▸ Exercise aim
Reproduce the entire listing below character for character, but leave the pictures out of your copy.

▸ The input
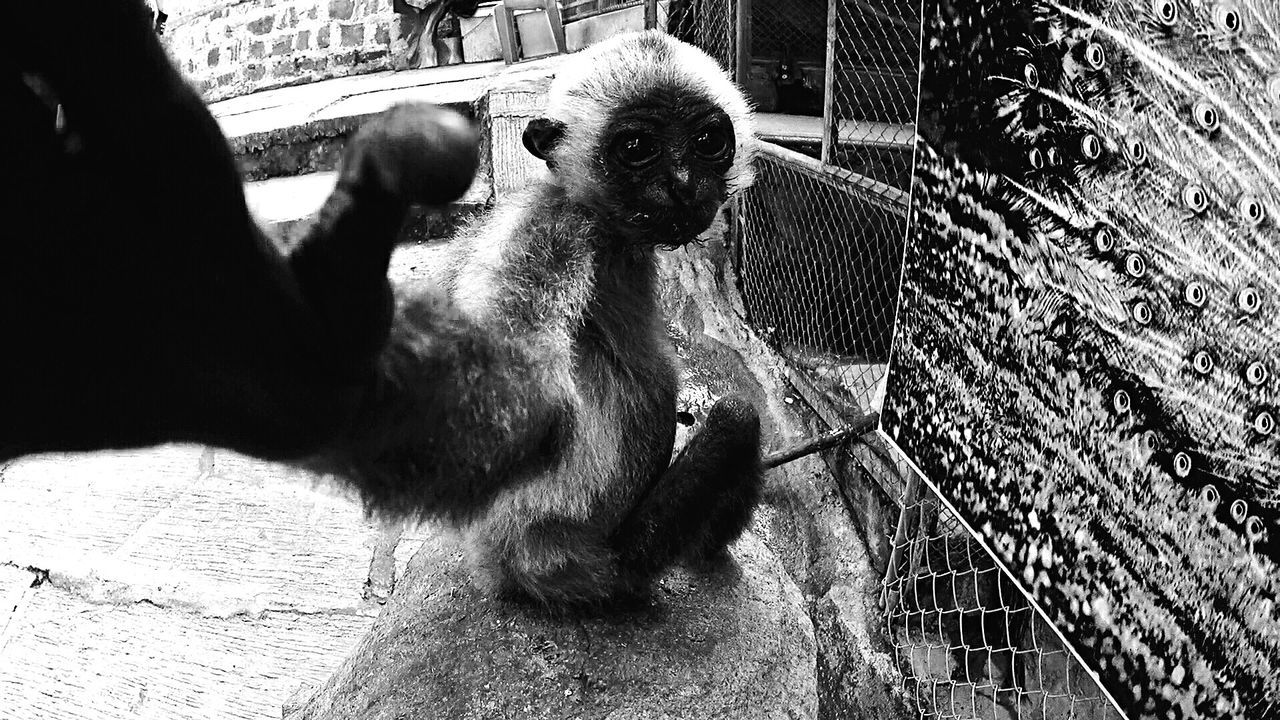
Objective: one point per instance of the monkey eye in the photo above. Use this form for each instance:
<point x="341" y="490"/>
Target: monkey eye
<point x="635" y="149"/>
<point x="712" y="144"/>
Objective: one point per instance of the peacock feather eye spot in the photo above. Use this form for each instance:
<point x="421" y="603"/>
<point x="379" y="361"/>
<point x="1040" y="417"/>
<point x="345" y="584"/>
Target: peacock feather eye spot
<point x="1104" y="240"/>
<point x="1202" y="363"/>
<point x="1141" y="313"/>
<point x="1256" y="373"/>
<point x="1264" y="423"/>
<point x="1136" y="150"/>
<point x="1251" y="210"/>
<point x="1120" y="401"/>
<point x="1210" y="496"/>
<point x="1095" y="57"/>
<point x="1031" y="76"/>
<point x="1194" y="197"/>
<point x="1206" y="115"/>
<point x="1194" y="294"/>
<point x="1248" y="300"/>
<point x="1182" y="464"/>
<point x="1228" y="19"/>
<point x="1134" y="265"/>
<point x="1253" y="528"/>
<point x="1091" y="146"/>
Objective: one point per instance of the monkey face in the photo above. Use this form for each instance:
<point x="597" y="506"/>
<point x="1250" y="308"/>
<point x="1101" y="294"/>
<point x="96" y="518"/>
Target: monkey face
<point x="664" y="172"/>
<point x="662" y="163"/>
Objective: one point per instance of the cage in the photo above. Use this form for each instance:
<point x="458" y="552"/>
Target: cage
<point x="818" y="245"/>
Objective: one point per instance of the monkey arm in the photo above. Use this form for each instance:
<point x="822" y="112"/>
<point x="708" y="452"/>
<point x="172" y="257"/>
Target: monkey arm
<point x="474" y="390"/>
<point x="457" y="413"/>
<point x="140" y="300"/>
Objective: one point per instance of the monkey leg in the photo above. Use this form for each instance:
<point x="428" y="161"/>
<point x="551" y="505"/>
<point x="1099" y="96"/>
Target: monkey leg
<point x="558" y="564"/>
<point x="702" y="502"/>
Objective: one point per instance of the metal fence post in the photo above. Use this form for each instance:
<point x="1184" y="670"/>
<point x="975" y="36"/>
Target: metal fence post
<point x="743" y="41"/>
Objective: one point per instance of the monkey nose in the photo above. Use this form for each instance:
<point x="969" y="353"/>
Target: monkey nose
<point x="682" y="190"/>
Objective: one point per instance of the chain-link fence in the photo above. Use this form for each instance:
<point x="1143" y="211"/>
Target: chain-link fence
<point x="964" y="636"/>
<point x="711" y="24"/>
<point x="818" y="251"/>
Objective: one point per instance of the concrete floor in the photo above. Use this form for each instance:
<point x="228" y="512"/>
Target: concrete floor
<point x="177" y="582"/>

▸ Output of the task
Objective: one point per instance of the monkey eye in the photo above. Use this form for each instance:
<point x="341" y="490"/>
Target: monkey eye
<point x="635" y="149"/>
<point x="712" y="144"/>
Objective: one point per instance of the peacock feather eye spot in the photo above. Use this form for each instance:
<point x="421" y="603"/>
<point x="379" y="361"/>
<point x="1040" y="417"/>
<point x="345" y="584"/>
Target: peacock feather eye spot
<point x="1104" y="240"/>
<point x="1202" y="363"/>
<point x="1141" y="313"/>
<point x="1256" y="373"/>
<point x="1264" y="423"/>
<point x="1136" y="150"/>
<point x="1251" y="210"/>
<point x="1120" y="401"/>
<point x="1210" y="496"/>
<point x="1095" y="57"/>
<point x="1031" y="76"/>
<point x="1194" y="197"/>
<point x="1206" y="115"/>
<point x="1194" y="294"/>
<point x="1248" y="300"/>
<point x="1182" y="464"/>
<point x="1228" y="19"/>
<point x="1134" y="265"/>
<point x="1253" y="528"/>
<point x="1091" y="146"/>
Objective: one point per instance of the monkey face in the photo above. Use this form for each instance:
<point x="597" y="506"/>
<point x="1250" y="308"/>
<point x="1101" y="294"/>
<point x="96" y="518"/>
Target: monkey face
<point x="664" y="172"/>
<point x="662" y="163"/>
Objective: one point per instance of the cage in the photo above. Use this form for each instance:
<point x="458" y="552"/>
Target: cage
<point x="818" y="245"/>
Objective: one point per instance of the monkey arm in the photo above. Use this form for each instance:
<point x="822" y="112"/>
<point x="708" y="452"/>
<point x="172" y="257"/>
Target: monkey arm
<point x="474" y="390"/>
<point x="457" y="413"/>
<point x="140" y="300"/>
Objective: one point per instance of the monkey leg in the photo above. Use this form for each instance:
<point x="428" y="161"/>
<point x="551" y="505"/>
<point x="1099" y="96"/>
Target: monkey leg
<point x="558" y="564"/>
<point x="702" y="502"/>
Objective: one point per instance of the metal fence post in the photo above. Use this form for each instance:
<point x="1184" y="670"/>
<point x="975" y="36"/>
Target: metal fence post
<point x="743" y="41"/>
Objective: one point per instance of the monkey nose in the photo above. Use this form for each instance:
<point x="969" y="353"/>
Target: monkey nose
<point x="682" y="190"/>
Objective: one point per instance of the chain-link fence in the photo above. Use this form for each instance:
<point x="1143" y="211"/>
Target: chain-link fence
<point x="964" y="636"/>
<point x="711" y="24"/>
<point x="818" y="251"/>
Objective: one point per instance of the concrete floor in the photo above. Use this form for each instance:
<point x="228" y="512"/>
Target: concrete floor
<point x="177" y="582"/>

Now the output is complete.